Brief: Count the lines below that contain the string "fallen". Give only the number.

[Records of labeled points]
────────────────
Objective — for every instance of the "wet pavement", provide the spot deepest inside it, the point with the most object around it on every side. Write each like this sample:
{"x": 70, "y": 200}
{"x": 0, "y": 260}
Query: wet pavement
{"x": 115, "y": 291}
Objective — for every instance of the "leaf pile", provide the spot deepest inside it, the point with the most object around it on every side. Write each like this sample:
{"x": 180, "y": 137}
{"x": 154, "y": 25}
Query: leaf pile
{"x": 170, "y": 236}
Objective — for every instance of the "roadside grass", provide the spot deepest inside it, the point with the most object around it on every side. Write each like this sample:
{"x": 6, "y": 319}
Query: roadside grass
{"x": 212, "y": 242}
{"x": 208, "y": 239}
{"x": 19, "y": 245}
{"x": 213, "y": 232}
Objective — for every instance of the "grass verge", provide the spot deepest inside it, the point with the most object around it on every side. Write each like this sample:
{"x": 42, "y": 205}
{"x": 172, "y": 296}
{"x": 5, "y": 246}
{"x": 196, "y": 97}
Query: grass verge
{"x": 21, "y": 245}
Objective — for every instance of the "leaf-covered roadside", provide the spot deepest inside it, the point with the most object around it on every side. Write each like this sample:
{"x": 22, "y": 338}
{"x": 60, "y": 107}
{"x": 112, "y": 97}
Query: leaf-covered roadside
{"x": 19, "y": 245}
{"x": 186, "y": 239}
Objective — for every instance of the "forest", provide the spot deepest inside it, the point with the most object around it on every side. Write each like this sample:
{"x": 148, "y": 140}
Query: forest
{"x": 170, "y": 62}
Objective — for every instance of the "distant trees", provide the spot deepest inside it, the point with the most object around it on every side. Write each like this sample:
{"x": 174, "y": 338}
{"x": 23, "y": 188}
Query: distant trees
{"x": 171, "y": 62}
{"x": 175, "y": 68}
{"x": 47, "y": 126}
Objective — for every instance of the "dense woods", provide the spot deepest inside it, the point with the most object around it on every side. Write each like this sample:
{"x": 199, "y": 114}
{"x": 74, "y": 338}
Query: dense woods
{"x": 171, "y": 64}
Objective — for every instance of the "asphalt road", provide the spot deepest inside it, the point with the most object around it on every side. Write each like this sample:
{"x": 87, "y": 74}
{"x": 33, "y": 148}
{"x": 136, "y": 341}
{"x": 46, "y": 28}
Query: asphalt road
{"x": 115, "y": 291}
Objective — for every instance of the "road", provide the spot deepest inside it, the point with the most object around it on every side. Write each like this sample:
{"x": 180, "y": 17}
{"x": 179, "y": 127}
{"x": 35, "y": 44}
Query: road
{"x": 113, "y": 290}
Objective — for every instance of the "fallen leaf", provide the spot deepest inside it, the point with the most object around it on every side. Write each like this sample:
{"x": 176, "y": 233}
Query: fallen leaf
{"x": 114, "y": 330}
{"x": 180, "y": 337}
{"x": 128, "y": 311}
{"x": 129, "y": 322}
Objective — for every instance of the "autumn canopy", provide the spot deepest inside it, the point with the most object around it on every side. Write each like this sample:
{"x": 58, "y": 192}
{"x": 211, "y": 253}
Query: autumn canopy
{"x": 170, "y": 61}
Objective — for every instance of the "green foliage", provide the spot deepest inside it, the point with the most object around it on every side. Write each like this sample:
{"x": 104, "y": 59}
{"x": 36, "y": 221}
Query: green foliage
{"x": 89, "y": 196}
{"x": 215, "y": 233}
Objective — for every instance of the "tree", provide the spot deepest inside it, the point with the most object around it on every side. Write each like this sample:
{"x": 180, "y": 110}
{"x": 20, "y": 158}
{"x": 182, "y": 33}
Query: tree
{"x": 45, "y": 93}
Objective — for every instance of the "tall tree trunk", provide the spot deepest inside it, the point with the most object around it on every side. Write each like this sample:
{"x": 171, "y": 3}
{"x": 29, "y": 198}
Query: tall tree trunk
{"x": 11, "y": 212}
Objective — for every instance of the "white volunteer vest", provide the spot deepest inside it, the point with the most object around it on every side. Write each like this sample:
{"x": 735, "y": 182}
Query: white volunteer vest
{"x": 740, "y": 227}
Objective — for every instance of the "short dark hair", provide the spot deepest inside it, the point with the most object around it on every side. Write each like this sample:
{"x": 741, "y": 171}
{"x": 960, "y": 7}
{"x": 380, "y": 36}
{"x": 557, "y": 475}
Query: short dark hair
────────────────
Solution to this task: 2